### Page extract

Introduction

running-ng is a collection of scripts that help people run workloads in a methodologically sound settings.

Disclaimer

At this stage, the focus of this project is driven by the internal use of members from Steve Blackburn's lab. If you are a member of the lab, you know what to do if you encounter any issue, and you can ignore the below.

If you are a member of the public, please kindly note that the project is open-source and documented on a "good-faith" basis. We might not have the time to consider your features requests. Please don't be offended if we ignore these. Having said that, you are very welcomed to use it, and we will be very pleased if this helps anyone. In particular, we are grateful if you report bugs you found with steps to reproduce it.

⚠️ Warning

The syntax (of configuration files and command line arguments) of running-ng is not stabilized yet. When you use it, expect breaking changes, although we will try to minimize this where possible.

running-ng has been tested by few people, and we think it is stable enough to use for your experiments. However, there are probably few wrinkles to be ironed out. Please file any bug or feature request on the issue tracker.

You are also welcome to implement new features and/or fix bugs by opening pull requests. But before you do so, please discuss with Steve first for major design changes. For non-user-facing changes, please discuss with the maintainers first.

History

The predecessor of running-ng is running, a set of scripts written in Perl, dating back to 2005. However, the type of workloads we are evaluation has changed a bit, and we want a new set of scripts that fit our needs better.

Two major sources of inspiration are mu-perf-benchmarks and menthol.

mu-perf-benchmarks is a performance regression framework built for The Mu Micro Virtual Machine. Zixian coauthored the framework with John Zhang in 2017. It features a web frontend for displaying results. You can see the live instance here.

menthol is a benchmarking framework built for running benchmarks in high-performance computing (HPC) settings. Zixian built it for his research project about evaluating Chapel's performance in 2018. The framework can run benchmarks in different languages on either single node or on a cluster through PBS job scheduler.

Maintainers

Zixian Cai

Installation

pip3 install --user -U running-ng

The base configuration files can be usually be found in paths like ~/.local/lib/python3.6/site-packages/running/config/base. The exact path might differ depending on your Python version, etc.

Adding `running` to `PATH`

You will need to add the folder where running is installed to your PATH. On a typical Linux installation, running is installed to ~/.local/bin.

You will need to refer to the documentation of the shell you are using.

Here is an example for bash.

# Add the following to ~/.bashrc
PATH=$PATH:$HOME/.local/bin

You don't need to use export. Generally, $PATH already exists and is exported to child processes.

Please check whether your ~/.bash_profile or ~/.profile sources ~/.bashrc. If not, when you use a login shell (e.g., in the case of tmux), the content of ~/.bashrc might not be applied.

To ensure ~/.bashrc is always sourced, you can add the following to ~/.bash_profile.

if [ -f ~/.bashrc ]; then
  . ~/.bashrc
fi

If you are a moma user, please change these dotfiles on squirrel.moma, and then run sudo /moma-admin/config/update_self.fish. Note that you should run this command using a SSH session on a standard terminal instead of using the integrated terminal in VSCode Remote. Please check here for how to setup a UNIX password for sudo.

### Your tasks
a) In the running-ng page, what language were the scripts of its predecessor, running, written in?
b) Pick up the running-ng page after its final sentence and carry on writing it.
The material placed after the running-ng page has no role here.

### Provided information
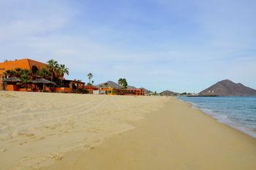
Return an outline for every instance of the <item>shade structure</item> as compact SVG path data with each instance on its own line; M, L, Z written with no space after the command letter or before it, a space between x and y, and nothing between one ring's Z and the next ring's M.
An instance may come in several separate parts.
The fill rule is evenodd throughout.
M32 81L33 83L42 83L42 84L50 84L50 85L56 85L54 82L49 81L46 79L44 78L40 78L40 79L36 79Z
M4 80L4 82L21 82L20 79L17 78L16 77L12 77L10 78L6 78Z

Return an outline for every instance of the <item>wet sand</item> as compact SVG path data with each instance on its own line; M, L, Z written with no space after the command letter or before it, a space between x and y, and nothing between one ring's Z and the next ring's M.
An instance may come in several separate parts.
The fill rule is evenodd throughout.
M66 94L45 95L59 98ZM15 158L20 163L14 163L10 169L256 169L255 139L218 123L176 98L73 96L70 96L69 102L66 103L67 108L70 101L78 98L89 101L97 98L99 103L103 100L108 104L103 109L94 108L88 111L91 114L86 115L91 117L86 117L84 114L79 114L80 109L74 109L76 112L69 116L68 120L74 119L75 124L79 122L75 125L76 131L72 131L69 125L64 126L67 132L59 134L59 130L63 131L61 125L66 119L58 118L59 126L51 130L56 134L50 136L53 137L48 139L45 137L39 140L39 143L31 140L16 147L14 144L20 141L12 132L13 136L9 141L0 142L1 148L4 144L7 149L0 152L1 158L10 162ZM110 107L111 104L114 107ZM99 106L102 109L104 104ZM93 111L94 109L98 111ZM61 112L64 115L72 112ZM2 112L1 114L2 115ZM56 114L56 117L62 114ZM75 119L77 114L80 118ZM47 120L44 123L50 123L49 115L41 117ZM86 125L89 122L90 126ZM1 120L1 125L4 123ZM48 134L42 127L38 129L40 130L28 128L26 135L18 136L21 136L21 140L37 137L39 132L45 136L51 134ZM73 140L76 142L70 142ZM36 145L39 149L24 147L22 150L26 145ZM4 155L10 151L12 155ZM13 155L15 152L23 157L16 158L17 156ZM26 157L24 152L29 156Z

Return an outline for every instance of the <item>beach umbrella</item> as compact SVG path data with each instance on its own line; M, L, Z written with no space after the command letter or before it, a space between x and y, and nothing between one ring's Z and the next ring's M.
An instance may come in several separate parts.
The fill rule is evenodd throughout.
M4 82L21 82L20 79L17 78L16 77L6 78L6 79L4 80Z
M40 79L36 79L32 81L33 83L37 84L37 83L42 83L42 84L51 84L51 85L56 85L54 82L49 81L46 79L44 78L40 78Z

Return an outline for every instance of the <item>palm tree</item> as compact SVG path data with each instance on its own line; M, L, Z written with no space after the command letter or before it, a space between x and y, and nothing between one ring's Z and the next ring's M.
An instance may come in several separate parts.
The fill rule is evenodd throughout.
M36 74L37 76L41 77L45 79L50 79L51 76L51 73L50 72L49 69L46 68L42 68L42 69L38 71Z
M19 70L19 78L21 82L25 85L26 90L28 89L28 83L30 82L30 77L32 74L31 70L20 69Z
M120 78L118 80L118 85L120 86L120 89L122 89L123 79Z
M118 80L118 85L120 85L121 90L127 88L127 81L125 78L120 78Z
M51 77L50 80L53 81L53 75L56 75L56 70L59 68L59 63L56 61L51 59L47 62L48 65L47 66L47 68L49 69L49 71L51 72Z
M94 77L94 75L92 74L92 73L89 73L89 74L87 74L87 77L89 79L89 84L91 85L91 80L92 79L92 77Z
M60 75L61 77L63 77L65 74L67 74L67 75L69 74L69 68L67 68L65 66L65 64L59 65L57 69L57 72L59 73L59 75Z

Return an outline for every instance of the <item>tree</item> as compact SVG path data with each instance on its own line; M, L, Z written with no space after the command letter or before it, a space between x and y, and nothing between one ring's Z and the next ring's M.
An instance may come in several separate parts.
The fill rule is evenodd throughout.
M65 64L60 64L57 68L57 72L59 76L63 77L65 74L69 74L69 69L65 66Z
M30 78L31 77L31 71L28 69L22 69L20 68L16 68L14 70L7 70L4 74L7 77L18 77L21 82L26 85L26 89L28 88L28 83L30 82Z
M56 71L59 69L59 63L53 59L48 61L47 63L48 63L47 68L49 69L51 74L50 80L51 81L53 81L53 76L57 75Z
M51 73L47 68L42 68L42 69L37 72L37 76L41 77L44 79L50 79Z
M20 80L21 82L25 85L26 90L28 89L28 83L30 82L31 74L32 74L31 70L22 69L20 72Z
M91 85L91 80L92 77L94 77L94 75L92 74L92 73L89 73L87 74L87 77L89 80L89 82L88 83L88 85Z
M127 88L128 83L126 79L120 78L118 80L118 85L120 85L121 90L123 90Z

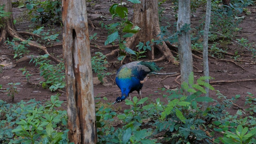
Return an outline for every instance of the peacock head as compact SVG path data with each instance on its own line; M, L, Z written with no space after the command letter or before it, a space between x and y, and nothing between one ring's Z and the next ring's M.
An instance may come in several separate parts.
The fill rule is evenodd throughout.
M123 100L121 99L121 97L120 96L118 96L118 97L117 97L117 98L116 98L116 101L114 103L119 103L122 101L123 101Z

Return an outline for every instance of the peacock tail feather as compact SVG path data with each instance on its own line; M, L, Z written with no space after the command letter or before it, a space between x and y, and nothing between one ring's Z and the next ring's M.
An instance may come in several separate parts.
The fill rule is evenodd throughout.
M159 70L154 62L136 61L121 66L116 73L116 82L121 90L122 96L117 98L116 102L124 100L134 91L140 93L147 75Z

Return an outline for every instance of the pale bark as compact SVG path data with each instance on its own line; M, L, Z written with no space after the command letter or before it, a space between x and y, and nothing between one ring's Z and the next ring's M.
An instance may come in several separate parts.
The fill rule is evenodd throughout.
M190 0L179 0L179 11L177 22L177 30L180 31L185 24L190 24ZM191 48L190 30L178 35L179 58L180 64L182 83L188 83L188 76L193 72L193 59Z
M140 2L140 4L134 5L133 23L134 26L138 26L141 30L132 37L126 40L126 46L136 51L137 48L135 46L139 44L139 42L145 44L152 39L158 40L158 38L156 36L160 32L157 0L141 0ZM170 50L164 42L162 43L162 45L154 46L160 50L168 62L178 64L178 62L173 58ZM152 52L147 53L148 56L151 59L154 58L154 48L152 48Z
M204 76L209 76L209 63L208 62L208 34L210 21L211 16L211 0L207 0L206 4L206 12L205 18L205 26L204 32L204 42L203 43L203 61L204 63ZM209 84L209 80L206 80L205 82ZM206 91L205 96L209 96L209 88L204 88ZM204 102L203 109L205 110L207 107L208 103Z
M4 5L4 10L5 12L10 12L9 17L2 18L1 22L3 24L4 26L0 28L0 44L4 43L6 40L8 34L8 31L6 30L7 26L9 26L12 29L16 30L14 25L13 24L13 16L12 16L12 3L10 0L0 0L0 5Z
M62 1L68 138L75 144L97 142L86 2Z

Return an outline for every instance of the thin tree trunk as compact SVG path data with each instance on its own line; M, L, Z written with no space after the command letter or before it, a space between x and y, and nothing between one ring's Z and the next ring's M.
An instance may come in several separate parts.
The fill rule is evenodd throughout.
M211 17L211 0L207 0L206 4L206 12L205 18L205 26L204 26L204 42L203 43L203 61L204 63L204 76L208 76L209 63L208 62L208 35ZM209 84L209 80L206 80L206 82ZM209 96L209 88L205 87L206 93L206 96ZM208 103L203 103L203 109L205 110L208 106Z
M62 1L68 138L75 144L97 142L86 2Z
M4 5L4 10L6 12L10 13L9 16L2 18L2 20L0 22L3 25L2 27L0 28L0 44L5 42L8 36L11 35L10 34L9 34L8 31L6 30L8 27L13 30L16 30L13 24L13 16L12 16L12 9L11 0L0 0L0 5Z
M179 11L177 22L177 30L190 24L190 0L179 0ZM190 30L182 32L178 35L178 49L180 64L180 74L182 83L185 82L188 83L188 76L193 72L193 59L191 48Z
M146 42L150 41L152 39L158 40L156 36L160 32L157 0L141 0L140 2L140 4L134 5L133 23L134 26L138 26L141 30L126 40L126 46L136 51L137 50L135 46L139 44L139 42L145 44ZM178 64L178 62L173 58L170 50L164 42L162 43L162 45L159 44L154 47L159 50L168 62ZM147 53L148 57L152 59L154 58L154 49L152 48L152 52Z

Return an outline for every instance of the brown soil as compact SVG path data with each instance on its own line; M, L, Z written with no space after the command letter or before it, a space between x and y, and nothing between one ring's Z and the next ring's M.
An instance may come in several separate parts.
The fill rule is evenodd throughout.
M96 25L99 22L102 20L98 16L103 16L105 18L103 22L105 24L113 23L117 20L115 19L114 20L111 19L111 16L108 12L108 9L110 6L112 4L108 1L104 0L104 2L100 4L96 4L95 5L92 5L88 8L88 16L90 19L94 20L93 22ZM162 7L164 10L163 16L167 18L166 20L168 20L169 22L174 23L176 22L175 18L173 16L173 12L171 9L167 8L169 8L170 4L166 4L163 5ZM130 19L132 18L132 5L128 5L128 6L130 12L129 16ZM243 22L240 24L240 27L243 28L237 36L237 38L240 39L242 37L247 38L249 40L248 42L255 42L256 39L256 13L255 7L250 7L249 9L251 11L252 13L249 16L245 15L244 14L242 14L241 16L245 16L246 18ZM15 19L18 19L19 17L24 15L23 12L25 10L24 8L18 9L14 8L13 9ZM194 14L195 16L192 18L192 24L194 26L198 25L198 21L201 19L201 16L205 12L204 11L198 11ZM164 19L162 19L161 24L165 24L166 21ZM24 21L17 22L15 26L18 31L25 31L30 28L28 26L31 24L29 22L25 22L28 20L23 20ZM26 22L25 22L26 21ZM91 27L90 27L90 28ZM56 31L62 30L62 28L54 27ZM93 35L95 32L97 33L98 38L97 40L93 40L92 42L96 43L100 46L104 46L105 40L107 37L107 32L104 29L102 29L99 26L98 29L95 29L93 32L91 32L92 29L89 30L90 35ZM59 39L62 40L62 35L60 34ZM239 54L243 53L245 54L252 55L250 51L244 48L242 48L241 46L234 43L232 44L226 46L228 48L228 52L234 53L236 50L238 50ZM41 51L38 49L35 49L33 48L29 48L31 51L32 54L38 55L43 54L40 53ZM108 48L108 49L100 50L95 47L91 48L91 54L94 56L96 52L100 51L104 54L106 54L113 49ZM54 56L62 56L62 48L61 47L55 47L52 49L49 48L48 51L50 53L54 53ZM13 58L13 56L11 54L13 53L11 49L8 48L8 46L4 45L0 46L0 64L12 64L9 66L6 66L0 72L0 84L2 85L3 88L6 88L8 87L6 85L8 83L20 82L21 84L17 86L19 90L18 93L15 96L14 102L17 102L21 100L28 101L31 98L35 98L36 100L39 100L44 102L44 101L49 100L50 96L56 94L56 92L51 92L48 89L44 89L40 86L36 86L28 83L26 81L26 77L22 75L22 72L19 70L20 68L23 68L26 67L30 74L33 74L31 76L30 82L32 83L38 83L40 81L43 80L42 78L39 76L39 71L38 67L35 67L34 65L29 63L29 60L21 63L15 63L16 59ZM6 54L4 54L6 53ZM200 53L194 52L196 55L202 57ZM174 54L174 56L176 54ZM156 58L160 58L161 56L156 56ZM112 65L117 60L117 58L110 58L108 60L111 66L108 68L108 72L112 74L115 74L116 70L120 67L118 65ZM234 61L232 58L231 56L226 55L224 60ZM246 60L246 61L245 61ZM216 61L209 60L210 74L212 77L214 78L215 79L211 81L217 80L246 80L249 79L256 78L256 64L253 62L253 62L254 59L252 59L252 56L240 56L236 62L236 64L230 61L225 60ZM166 64L164 62L157 62L157 64L163 68L161 70L160 72L180 72L180 69L179 66L174 65L170 64ZM199 78L203 76L202 72L202 60L194 58L194 75L196 78ZM95 74L94 74L95 76ZM119 90L114 80L115 74L108 76L107 78L108 80L108 84L106 86L104 86L101 84L94 85L94 96L102 96L106 95L108 100L106 101L102 100L101 101L102 102L112 103L115 101L116 98L121 95L121 92L118 92L113 93ZM152 75L149 76L148 80L145 83L142 90L142 97L148 97L150 100L155 101L155 100L158 98L160 98L162 101L166 102L163 98L162 95L160 94L161 88L166 88L174 89L180 88L180 86L174 82L175 76L169 76L165 75ZM40 78L38 80L38 78ZM248 95L246 93L250 92L256 96L256 81L249 81L246 82L220 82L213 84L215 90L218 90L224 95L227 96L228 98L234 97L236 94L240 94L241 96L238 98L238 100L235 102L235 104L239 106L240 108L244 107L244 102L245 98ZM65 91L65 90L64 90ZM159 91L159 92L156 92ZM111 93L110 94L108 94ZM211 91L210 93L211 97L216 99L216 92L214 91ZM131 94L132 97L138 96L137 93ZM65 93L62 93L62 95L60 97L60 99L62 100L66 100L66 96ZM7 102L12 102L10 98L7 95L6 93L0 92L0 99ZM116 104L113 106L113 107L116 108L117 109L120 110L122 112L129 106L124 105L124 102ZM234 106L233 108L228 110L231 114L235 114L238 109L240 108L237 106Z

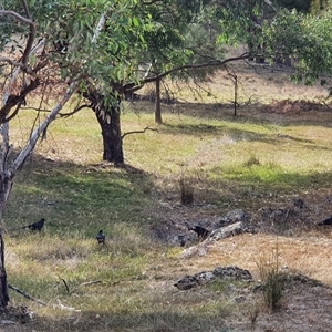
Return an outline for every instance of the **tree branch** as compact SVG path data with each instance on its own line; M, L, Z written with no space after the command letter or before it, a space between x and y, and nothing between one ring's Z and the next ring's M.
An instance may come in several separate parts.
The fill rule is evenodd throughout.
M209 61L206 63L199 63L199 64L185 64L185 65L180 65L180 66L176 66L173 68L166 72L163 72L160 74L157 74L155 76L152 77L144 77L141 81L141 84L135 84L133 82L127 83L123 86L123 90L127 93L127 92L135 92L139 89L142 89L146 83L152 83L152 82L156 82L157 80L164 79L169 74L179 72L179 71L184 71L184 70L195 70L195 69L201 69L201 68L207 68L207 66L221 66L225 65L228 62L234 62L234 61L239 61L239 60L246 60L249 59L251 55L249 55L248 53L245 53L242 55L239 56L234 56L234 58L228 58L226 60L215 60L215 61Z
M0 10L0 17L3 17L3 15L12 15L17 19L19 19L20 21L24 22L24 23L28 23L28 24L34 24L34 22L30 19L27 19L22 15L20 15L19 13L17 13L15 11L13 10Z
M11 284L8 283L8 288L14 290L15 292L20 293L21 295L23 295L24 298L27 298L27 299L29 299L31 301L34 301L34 302L37 302L39 304L48 307L48 304L45 302L43 302L41 300L38 300L38 299L34 299L33 297L29 295L28 293L25 293L24 291L18 289L17 287L13 287L13 286L11 286Z

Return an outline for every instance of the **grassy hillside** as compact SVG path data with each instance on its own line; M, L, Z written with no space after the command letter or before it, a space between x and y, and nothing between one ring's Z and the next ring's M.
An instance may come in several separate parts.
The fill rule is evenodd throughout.
M267 112L262 102L278 105L278 98L299 100L304 93L301 100L318 101L324 94L271 77L241 76L236 117L222 72L204 103L183 94L186 103L164 105L160 126L152 103L127 103L123 133L157 131L125 136L124 168L101 163L101 129L91 111L52 124L18 175L4 214L9 283L48 307L10 290L12 304L28 305L34 318L8 331L249 331L252 312L234 300L228 283L191 291L173 284L218 264L237 264L258 279L259 255L270 255L277 242L281 266L332 284L330 230L315 227L332 214L331 110ZM31 121L28 113L17 118L14 148L23 145ZM180 205L180 179L194 188L191 207ZM236 208L256 216L293 198L309 207L298 221L253 218L266 232L226 239L205 257L179 259L183 248L169 241L183 221L214 219ZM46 219L42 234L17 229L41 217ZM100 229L106 246L96 243ZM264 312L259 299L252 303ZM243 323L234 328L238 312Z

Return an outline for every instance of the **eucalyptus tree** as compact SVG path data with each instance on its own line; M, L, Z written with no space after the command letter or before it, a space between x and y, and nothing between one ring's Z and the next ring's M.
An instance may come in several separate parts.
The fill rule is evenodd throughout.
M71 96L91 86L108 91L110 81L125 76L129 64L118 53L129 48L123 32L133 30L138 43L132 46L139 48L148 25L129 15L135 6L135 0L0 0L1 222L14 176ZM43 113L51 98L54 107ZM35 120L24 123L31 134L13 151L11 121L24 107L37 111ZM3 252L0 231L0 310L9 301Z

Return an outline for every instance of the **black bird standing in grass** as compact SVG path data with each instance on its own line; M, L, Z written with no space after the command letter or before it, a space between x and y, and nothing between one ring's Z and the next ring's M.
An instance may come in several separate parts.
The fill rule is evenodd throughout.
M332 225L332 216L318 224L318 226L324 226L324 225L330 225L330 226Z
M95 238L97 239L100 245L105 245L106 237L102 230L100 230Z
M20 227L19 229L29 228L29 229L31 229L31 230L38 230L38 231L41 231L42 228L44 227L44 224L45 224L45 219L44 219L44 218L41 218L39 221L35 221L35 222L33 222L33 224L30 224L30 225Z
M201 227L201 226L194 226L194 227L189 227L189 230L194 230L197 236L198 236L198 240L205 240L208 236L209 236L209 230L207 230L206 228Z

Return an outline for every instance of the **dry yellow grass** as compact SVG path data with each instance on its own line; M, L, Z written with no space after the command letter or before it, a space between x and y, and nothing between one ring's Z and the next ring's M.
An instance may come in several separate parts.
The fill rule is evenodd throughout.
M209 94L217 98L205 93L204 103L164 105L163 126L154 124L151 104L135 105L136 111L143 108L139 116L133 115L133 106L127 105L123 132L158 127L158 133L128 135L124 139L127 164L141 169L144 176L94 166L101 160L102 142L92 112L60 120L50 127L48 139L38 146L35 158L18 177L13 203L6 216L9 226L10 222L21 225L27 218L44 212L55 225L46 228L42 240L25 234L22 239L10 235L7 238L10 280L45 299L50 307L41 308L11 293L13 304L28 304L37 317L27 325L6 328L6 331L176 332L227 331L227 326L228 331L250 331L250 308L259 310L252 331L309 332L313 331L309 330L310 325L317 331L330 331L332 305L326 289L303 288L289 292L281 311L268 315L259 297L249 297L241 305L228 286L225 289L220 286L219 290L190 291L178 291L174 287L183 276L216 266L236 264L259 279L257 263L261 255L270 255L277 246L280 266L286 271L300 272L332 286L331 230L313 227L332 214L332 136L326 125L331 114L301 110L262 113L257 104L279 98L319 101L324 91L319 86L295 86L273 73L267 79L243 71L239 73L239 82L242 106L236 118L232 108L225 106L234 92L225 72L208 84ZM184 91L180 96L189 100ZM216 101L224 105L215 105ZM11 132L17 146L24 142L22 133L29 134L29 118L21 114ZM38 154L53 162L45 162ZM257 165L250 166L250 159L256 159ZM60 183L42 184L41 179L50 180L48 174L54 179L61 177ZM101 193L104 179L113 177L118 177L118 183L110 181L110 186L128 186L128 191L124 191L127 196L114 198L108 191L102 191L104 200L97 205L97 199L91 197ZM194 185L196 205L193 208L179 205L178 184L183 177ZM68 187L62 191L64 184ZM283 186L273 187L280 184ZM125 205L124 200L131 199L128 193L138 189L141 206L134 200L131 200L132 206ZM212 245L203 257L179 259L181 248L151 239L151 227L216 218L235 208L255 215L261 207L284 208L298 196L310 206L305 215L308 225L300 220L298 226L287 226L290 227L287 231L268 225L269 232L225 239ZM55 205L40 204L52 198ZM116 205L121 206L118 210ZM121 209L127 215L121 214ZM97 247L93 241L94 228L98 227L94 225L96 219L108 228L107 248ZM56 226L66 228L58 234ZM70 294L61 278L69 283ZM82 286L97 280L101 282ZM323 305L310 307L318 297L324 300L324 311ZM301 299L303 307L299 308ZM58 301L66 309L53 308ZM302 320L301 324L292 321L295 318ZM293 325L288 325L287 320Z

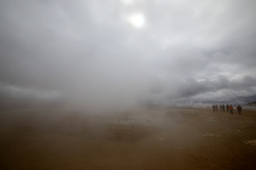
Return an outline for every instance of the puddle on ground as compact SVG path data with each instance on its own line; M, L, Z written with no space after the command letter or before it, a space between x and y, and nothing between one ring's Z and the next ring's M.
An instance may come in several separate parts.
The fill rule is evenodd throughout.
M205 137L221 137L221 135L215 135L213 133L205 133L203 134L202 135Z
M256 140L250 140L244 141L245 144L251 144L251 145L256 145Z
M214 119L205 119L206 121L215 121Z

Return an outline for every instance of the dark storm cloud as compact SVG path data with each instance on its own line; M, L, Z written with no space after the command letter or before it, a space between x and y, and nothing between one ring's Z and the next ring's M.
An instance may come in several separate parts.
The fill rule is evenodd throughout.
M255 6L255 1L2 1L1 91L53 91L96 108L251 99ZM138 13L143 26L131 21Z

### Results of the exercise
a) Perl.

b)
Quickstart

This guide will show you how to use running-ng to compare two different builds of JVMs.

Note that for each occurrence in the form /path/to/*, you need to replace it with the real path of the respective item in the filesystem.

Installation

Please follow the installation guide to install running-ng. You will need Python 3.6+.

Then, create a file two_builds.yml with the following content.

includes:
  - "$RUNNING_NG_PACKAGE_DATA/base/runbms.yml"

The YAML file represents a dictionary (key-value pairs) that defines the experiments you are running. The includes directive here will populate the dictionary with some default values shipped with running-ng.

If you use moma machines, please substitute runbms.yml with runbms-anu.yml.

Prepare Benchmarks

Add the following to two_builds.yml.

benchmarks:
  dacapochopin-29a657f:
    - avrora
    - batik
    - biojava
    - cassandra
    - eclipse
    - fop
    - graphchi
    - h2
    - h2o
    - jme
    - jython
    - luindex
    - lusearch
    - pmd
    - sunflow
    - tradebeans 
    - tradesoap
    - tomcat
    - xalan
    - zxing

This specify a list of benchmarks used in this experiment from the benchmark suite dacapochopin-29a657f. The benchmark suite is defined in $RUNNING_NG_PACKAGE_DATA/base/dacapo.yml. By default, the minimum heap sizes of dacapochopin-29a657f benchmarks are measured with AdoptOpenJDK 15 using G1 GC. If you are using OpenJDK 11 or 17, you can override the value of suites.dacapochopin-29a657f.minheap to temurin-17-G1 or temurin-11-G1. That is, you can, for example, add "suites.dacapochopin-29a657f.minheap": "temurin-17-G1" to overrides.

Then, add the following to two_builds.yml.

overrides:
  "suites.dacapochopin-29a657f.timing_iteration": 5
  "suites.dacapochopin-29a657f.callback": "probe.DacapoChopinCallback"

That is, we want to run five iterations for each invocation, and use DacapoChopinCallback because it is the appropriate callback for this release of DaCapo.

Prepare Your Builds

In this guide, we assume you use mmtk-openjdk. Please follow its build guide.

I assume you produced two different builds you want to compare. Add the following to two_builds.yml.

runtimes:
  build1:
    type: OpenJDK
    release: 11
    home: "/path/to/build1/jdk" # make sure /path/to/build1/jdk/bin/java exists
  build2:
    type: OpenJDK
    release: 11
    home: "/path/to/build2/jdk" # make sure /path/to/build2/jdk/bin/java exists

This defines two builds of runtimes.

I recommend that you use absolute paths for the builds, although relative paths will work, and will be relative to where you run running.

I strongly recommend you rename the builds (both the name in the configuration file and the folder name) to something more sensible, preferably with the commit hash for easy troubleshooting and performance debugging later.

Prepare Probes

Please clone probes, and run make.

Add the following to two_builds.yml.

modifiers:
  probes_cp:
    type: JVMClasspath
    val: "/path/to/probes/out /path/to/probes/out/probes.jar"
  probes:
    type: JVMArg
    val: "-Djava.library.path=/path/to/probes/out -Dprobes=RustMMTk"

This defines two modifiers, which will be used later to modify the JVM command line arguments.

Please only use absolute paths for all the above.

Prepare Configs

Finally, add he following to two_builds.yml.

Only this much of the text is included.